■ Given instruction ■
From the file-format text below, copy word for word the passage from "If you still" to "MSB/LSB byte order.".
begin Article
If you still have questions, please refer to this document to find complementary information.
A: There are five file formats that you should be aware of:
The recorded audio collection to be recognized is formatted using the
NIST SPHERE waveform file format. A UNIX-based toolkit to
read and manipulate SPHERE files is available via the NIST Spoken Language Technology Evaluation and Utility Software page.
.sph - SPHERE waveform: SPHERE-formatted digitized recording of a broadcast, used as input to speech recognition systems. Waveform format is 16-bit linear PCM, 16kHz. sample rate, MSB/LSB byte order.
NIST_1A
(digitized 16-bit waveform follows header)
1024
sample_count -i 27444801
sample_rate -i 16000
channel_count -i 1
sample_byte_format -s2 10
sample_n_bytes -i 2
sample_coding -s3 pcm
sample_min -i -27065
sample_max -i 27159
sample_checksum -i 31575
database_id -s7 Hub4_96
broadcast_id NPR_MKP_960913_1830_1900
sample_sig_bits -i 16
end_head
.
.
.
.ltt - Lexical TREC Transcription: ASR-style reference transcription with all SGML tags removed except for Episode and Section. "Non-News" Sections are excluded. This format is used as the source for the Reference Retrieval condition.
<Episode Filename="19980630_2130_2200_CNN_HDL" Program="CNN Headline News" Language=English Version=1 Version_Date=8-Apr-1999>
<Section Type=NEWS S_time=75.43 E_time=81.21 ID=19980630_2130_2200_CNN_HDL.0075>
it's friday september thirteenth i'm david brancaccio and here's some of what's happening in business and the world
</Section>
<Section Type=NEWS S_time=81.21 E_time=207.31 ID=19980630_2130_2200_CNN_HDL.0081>
agricultural products giant archer daniels midland is often described as politically well connected any connections notwithstanding the federal government is pursuing a probe into whether the company conspired to fix the price of a key additive for livestock feed
...
</Section>
...
</Episode>
.ndx - Index: Specifies <Sections> in waveform and establishes story boundaries and ID's. Similar to LTT format without text. Non-transcribed Sections are excluded.
For the known story boundaries condition, the ndx format will require one
Section tag per story as follows:
<Episode Filename="19980630_2130_2200_CNN_HDL" Program="CNN Headline News" Language=English Version=1 Version_Date=8-Apr-1999>
<Section Type=NEWS S_time=75.43 E_time=81.21 ID=19980630_2130_2200_CNN_HDL.0075>
<Section Type=NEWS S_time=81.21 E_time=207.31 ID=19980630_2130_2200_CNN_HDL.0081>
...
</Episode>
For the unknown story boundaries condition, the ndx format will require a
single "FAKE" Section tag that will encompass the entire Episode as follows:
<Episode Filename="19980630_2130_2200_CNN_HDL" Program="CNN Headline News"
Language=English Version=1 Version_Date=8-Apr-1999>
<Section Type=FAKE S_time=58.67 E_time=1829.47 ID=19980630_2130_2200_CNN_HDL>
</Episode>
Note that the start time of the fake section is the start time of the first NEWS story and
the end time is the end time of the last NEWS story of the show.
end Article
begin Rows
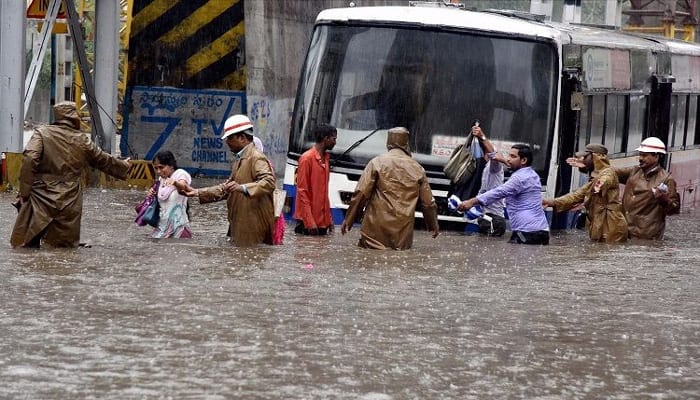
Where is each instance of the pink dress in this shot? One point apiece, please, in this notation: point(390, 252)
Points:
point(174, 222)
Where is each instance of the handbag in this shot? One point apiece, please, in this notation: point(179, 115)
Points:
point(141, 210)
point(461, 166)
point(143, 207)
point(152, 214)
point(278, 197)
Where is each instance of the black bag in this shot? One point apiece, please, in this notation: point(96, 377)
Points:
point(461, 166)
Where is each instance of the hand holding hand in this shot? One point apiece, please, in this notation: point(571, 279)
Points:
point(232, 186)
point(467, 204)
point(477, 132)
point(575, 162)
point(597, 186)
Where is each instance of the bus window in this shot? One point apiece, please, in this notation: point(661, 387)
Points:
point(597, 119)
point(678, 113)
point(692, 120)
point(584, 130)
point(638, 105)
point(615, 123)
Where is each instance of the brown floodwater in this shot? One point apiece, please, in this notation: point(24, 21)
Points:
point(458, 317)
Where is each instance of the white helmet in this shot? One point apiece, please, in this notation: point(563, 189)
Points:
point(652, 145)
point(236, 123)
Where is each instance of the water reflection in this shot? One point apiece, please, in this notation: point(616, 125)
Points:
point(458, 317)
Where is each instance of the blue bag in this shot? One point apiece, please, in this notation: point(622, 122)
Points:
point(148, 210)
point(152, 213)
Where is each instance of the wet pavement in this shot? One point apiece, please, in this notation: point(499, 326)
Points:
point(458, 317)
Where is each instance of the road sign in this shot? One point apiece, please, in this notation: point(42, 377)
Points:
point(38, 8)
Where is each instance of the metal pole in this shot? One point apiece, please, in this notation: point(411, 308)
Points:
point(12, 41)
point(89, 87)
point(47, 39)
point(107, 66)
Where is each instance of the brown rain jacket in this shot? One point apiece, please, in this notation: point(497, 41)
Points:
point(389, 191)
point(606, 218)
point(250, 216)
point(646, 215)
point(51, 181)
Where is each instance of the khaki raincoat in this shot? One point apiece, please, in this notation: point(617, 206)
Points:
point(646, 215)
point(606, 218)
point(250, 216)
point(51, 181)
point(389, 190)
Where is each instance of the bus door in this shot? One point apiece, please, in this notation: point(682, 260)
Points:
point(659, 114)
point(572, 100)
end Rows
■ Solution to this task ■
If you still have questions, please refer to this document to find complementary information.
A: There are five file formats that you should be aware of:
The recorded audio collection to be recognized is formatted using the
NIST SPHERE waveform file format. A UNIX-based toolkit to
read and manipulate SPHERE files is available via the NIST Spoken Language Technology Evaluation and Utility Software page.
.sph - SPHERE waveform: SPHERE-formatted digitized recording of a broadcast, used as input to speech recognition systems. Waveform format is 16-bit linear PCM, 16kHz. sample rate, MSB/LSB byte order.